§ What the exercise asks:
Count the lines in the items below that contain the word "Trace", matching case exactly, and reply with only that number.

§ Data rows:
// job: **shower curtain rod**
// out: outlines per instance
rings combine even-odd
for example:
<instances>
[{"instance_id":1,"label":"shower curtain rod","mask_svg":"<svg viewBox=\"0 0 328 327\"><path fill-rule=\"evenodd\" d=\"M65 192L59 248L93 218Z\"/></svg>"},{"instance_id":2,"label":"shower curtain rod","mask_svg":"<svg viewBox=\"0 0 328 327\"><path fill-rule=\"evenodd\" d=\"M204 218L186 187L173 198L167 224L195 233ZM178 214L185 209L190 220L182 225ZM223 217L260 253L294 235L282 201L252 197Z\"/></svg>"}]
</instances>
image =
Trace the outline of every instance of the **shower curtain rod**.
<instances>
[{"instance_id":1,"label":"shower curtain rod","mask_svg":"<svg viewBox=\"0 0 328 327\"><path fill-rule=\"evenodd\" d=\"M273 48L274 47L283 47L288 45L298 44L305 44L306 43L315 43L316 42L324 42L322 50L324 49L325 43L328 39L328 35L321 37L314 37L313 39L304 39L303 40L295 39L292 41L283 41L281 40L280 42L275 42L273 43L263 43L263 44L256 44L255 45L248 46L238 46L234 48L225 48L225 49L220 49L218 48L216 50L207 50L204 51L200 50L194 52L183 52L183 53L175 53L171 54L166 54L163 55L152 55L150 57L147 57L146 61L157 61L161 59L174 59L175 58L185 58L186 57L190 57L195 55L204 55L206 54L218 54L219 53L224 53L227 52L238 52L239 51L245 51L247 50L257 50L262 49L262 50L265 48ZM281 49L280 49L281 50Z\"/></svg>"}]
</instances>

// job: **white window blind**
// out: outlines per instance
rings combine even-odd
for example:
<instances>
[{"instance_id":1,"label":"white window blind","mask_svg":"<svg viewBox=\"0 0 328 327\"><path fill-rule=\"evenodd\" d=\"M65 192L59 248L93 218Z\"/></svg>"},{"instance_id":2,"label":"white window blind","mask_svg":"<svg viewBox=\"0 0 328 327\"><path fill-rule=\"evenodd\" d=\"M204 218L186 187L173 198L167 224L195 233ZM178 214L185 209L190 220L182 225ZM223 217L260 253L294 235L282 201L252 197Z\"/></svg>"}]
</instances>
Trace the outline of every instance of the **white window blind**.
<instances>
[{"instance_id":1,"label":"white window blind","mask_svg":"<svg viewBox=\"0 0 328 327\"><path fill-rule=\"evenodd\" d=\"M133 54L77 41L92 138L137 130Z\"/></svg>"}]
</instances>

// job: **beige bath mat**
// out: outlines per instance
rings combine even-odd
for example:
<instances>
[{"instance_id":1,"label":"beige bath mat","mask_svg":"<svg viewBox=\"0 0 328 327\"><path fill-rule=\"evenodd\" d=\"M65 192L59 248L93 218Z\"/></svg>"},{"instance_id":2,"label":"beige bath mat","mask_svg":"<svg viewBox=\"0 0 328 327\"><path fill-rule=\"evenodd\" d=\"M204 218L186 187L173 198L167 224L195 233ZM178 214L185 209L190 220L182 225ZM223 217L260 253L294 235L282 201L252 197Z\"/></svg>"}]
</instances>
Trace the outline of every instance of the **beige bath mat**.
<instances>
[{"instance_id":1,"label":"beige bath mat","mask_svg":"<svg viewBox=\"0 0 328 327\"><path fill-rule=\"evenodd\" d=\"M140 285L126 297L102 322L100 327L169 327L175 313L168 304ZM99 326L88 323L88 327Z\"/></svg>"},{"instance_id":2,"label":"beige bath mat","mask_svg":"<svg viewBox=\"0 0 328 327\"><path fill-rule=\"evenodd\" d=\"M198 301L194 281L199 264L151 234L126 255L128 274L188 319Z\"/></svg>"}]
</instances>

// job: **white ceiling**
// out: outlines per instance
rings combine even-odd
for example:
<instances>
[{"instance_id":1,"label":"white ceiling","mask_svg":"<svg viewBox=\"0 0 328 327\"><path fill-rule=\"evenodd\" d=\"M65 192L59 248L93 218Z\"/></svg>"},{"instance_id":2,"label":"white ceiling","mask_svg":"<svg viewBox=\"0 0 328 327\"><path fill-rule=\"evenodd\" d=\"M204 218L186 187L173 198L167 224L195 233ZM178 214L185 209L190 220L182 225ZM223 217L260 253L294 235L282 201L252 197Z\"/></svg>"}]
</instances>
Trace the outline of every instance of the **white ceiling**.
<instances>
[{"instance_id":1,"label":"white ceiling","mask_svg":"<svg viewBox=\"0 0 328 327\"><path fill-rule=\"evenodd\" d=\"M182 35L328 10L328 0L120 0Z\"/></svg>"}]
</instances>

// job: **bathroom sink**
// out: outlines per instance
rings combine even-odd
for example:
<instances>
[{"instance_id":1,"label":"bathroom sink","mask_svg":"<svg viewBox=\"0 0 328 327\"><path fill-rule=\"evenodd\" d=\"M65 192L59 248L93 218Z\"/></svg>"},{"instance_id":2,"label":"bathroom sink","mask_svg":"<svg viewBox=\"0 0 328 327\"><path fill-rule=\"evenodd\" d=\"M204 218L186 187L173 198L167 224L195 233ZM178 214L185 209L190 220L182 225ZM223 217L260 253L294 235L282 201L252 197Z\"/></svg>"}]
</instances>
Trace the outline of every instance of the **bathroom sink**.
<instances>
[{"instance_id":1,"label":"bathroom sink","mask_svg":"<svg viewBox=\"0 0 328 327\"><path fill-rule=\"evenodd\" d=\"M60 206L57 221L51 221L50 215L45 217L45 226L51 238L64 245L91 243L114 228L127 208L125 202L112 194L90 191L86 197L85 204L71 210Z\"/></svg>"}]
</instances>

§ Exercise solution:
5